### Selected extract
* begin *

Why are we giving so much space to the automobile then?

At 9:26 PM, Anonymous Anonymous said...

Judging from who is now using parks and open space areas, pet dogs are the new "children" of San Franciscans. Parks and playgrounds were where children could have their own space, but now it seems it is all about pets with hardly a child in site.

At 10:03 PM, Anonymous Anonymous said...

Anonymous, you're an idiot. We need more space for cars so parents can drive their children to their private schools far from their homes.

At 9:25 AM, Anonymous Anonymous said...

This story is crap.

People out in the burbs have backyards where their kids play alone. In the city you go to the parks - San Francisco has a lot of awesome, huge parks - where kids play with other kids.

Kids in Palo Alto end up sitting in the mini-van and being shuttled to the Academy of Sciences, Exploratorium, Zoo, Golden Gate Park, Giants games, whatever. So they do it maybe every other month. Kids in SF get to do those things every day. And they walk to these things. Kids in SF have a far lower rate of obesity than suburban kids.

The schools in SF have made a massive turnaround. This is a mixed blessing, it's happening because the city is gentrifying to the point where the rich have taken over the public schools. To the opposite, people with less money have fled to the suburbs and the quality of schools out there are getting worse, especially in lower income areas with high percentages of ESL students. Note that the head of just gave a couple of million dollars to SFUSD - that's not happening for San Mateo.

At 9:27 AM, Anonymous Anonymous said...

The only reason families are leaving SF is that it's harder to have a 4 person family with one income (or two incomes but pay childcare) and compete financially with 3 high income single people who want to live in that same housing unit.

The only solution to that problem is more high density housing of the type that will appeal to single people so that the families can stay in the SFR's.

At 2:25 PM, Blogger Rob Anderson said...

And then housing prices will go down, and, most implausibly of all, there will be no impact on the traffic and the city's neighborhoods! We're getting into the we-had-to-destroy-the-village-to-save-it territory here.

At 3:56 PM, Anonymous Anonymous said...

I still feel like my proposal to pave Golden Gate Park and turn it into free parking is not getting a fair hearing. Rob, is there some way I could bring it up? Any tips about who in the city I could talk to?

At 7:30 PM, Anonymous Anonymous said...

Housing prices going down is good.

Even if it increased traffic, it would be worth it.

At 9:06 AM, Blogger Rob Anderson said...

There's no reason to think that housing prices will go down. We'll just get more traffic.

At 12:44 PM, Anonymous Anonymous said...

Rob Anderson writes...

"And then housing prices will go down"

And then he writes..

"There's no reason to think that housing prices will go down"

At 12:46 PM, Blogger Rob Anderson said...

That was irony, moron.

* end *

### Stated exercise 1
Translate this sentence from the comment thread on San Francisco families into Spanish: "There's no reason to think that housing prices will go down."
The rows below have no connection to the comment thread above.

### Provided records
* begin *

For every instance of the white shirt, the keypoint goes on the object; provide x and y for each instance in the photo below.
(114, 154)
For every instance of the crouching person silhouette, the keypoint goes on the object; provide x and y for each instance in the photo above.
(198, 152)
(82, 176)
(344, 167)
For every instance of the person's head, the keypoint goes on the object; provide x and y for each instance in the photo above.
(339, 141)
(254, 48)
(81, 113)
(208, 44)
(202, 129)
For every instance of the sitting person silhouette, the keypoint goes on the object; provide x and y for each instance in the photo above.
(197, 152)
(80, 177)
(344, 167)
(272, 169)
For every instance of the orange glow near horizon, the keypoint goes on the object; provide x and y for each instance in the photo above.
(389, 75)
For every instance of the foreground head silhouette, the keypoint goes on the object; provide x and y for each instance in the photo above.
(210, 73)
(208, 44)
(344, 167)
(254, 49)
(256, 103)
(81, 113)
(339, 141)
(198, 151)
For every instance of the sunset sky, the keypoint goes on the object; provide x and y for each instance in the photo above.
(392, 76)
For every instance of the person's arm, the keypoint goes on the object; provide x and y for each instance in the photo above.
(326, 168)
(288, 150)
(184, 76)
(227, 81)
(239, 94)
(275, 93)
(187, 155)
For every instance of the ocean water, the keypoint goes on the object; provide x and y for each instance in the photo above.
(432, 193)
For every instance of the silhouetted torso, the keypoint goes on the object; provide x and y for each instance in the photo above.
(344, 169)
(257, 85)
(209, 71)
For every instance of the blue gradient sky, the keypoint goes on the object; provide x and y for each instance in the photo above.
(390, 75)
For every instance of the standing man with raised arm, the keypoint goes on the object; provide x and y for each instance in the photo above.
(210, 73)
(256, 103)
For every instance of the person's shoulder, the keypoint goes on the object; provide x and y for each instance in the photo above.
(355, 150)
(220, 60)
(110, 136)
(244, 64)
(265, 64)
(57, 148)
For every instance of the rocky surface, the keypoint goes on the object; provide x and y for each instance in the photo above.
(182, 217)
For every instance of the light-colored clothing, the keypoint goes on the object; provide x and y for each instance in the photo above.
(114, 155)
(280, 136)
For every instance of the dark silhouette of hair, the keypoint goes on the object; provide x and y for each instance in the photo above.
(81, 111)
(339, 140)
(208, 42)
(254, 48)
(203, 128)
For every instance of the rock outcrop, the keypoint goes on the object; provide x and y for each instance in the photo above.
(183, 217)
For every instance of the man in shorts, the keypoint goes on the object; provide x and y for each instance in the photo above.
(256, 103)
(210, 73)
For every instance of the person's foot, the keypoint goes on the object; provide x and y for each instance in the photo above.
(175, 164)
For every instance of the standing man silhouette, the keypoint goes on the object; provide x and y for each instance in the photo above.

* end *

### Stated exercise 2
Locate each row that contains the word "head" and copy it out in full.

### Correct result 1
No hay ninguna razón para pensar que los precios de la vivienda vayan a bajar.

### Correct result 2
For every instance of the person's head, the keypoint goes on the object; provide x and y for each instance in the photo above.
For every instance of the foreground head silhouette, the keypoint goes on the object; provide x and y for each instance in the photo above.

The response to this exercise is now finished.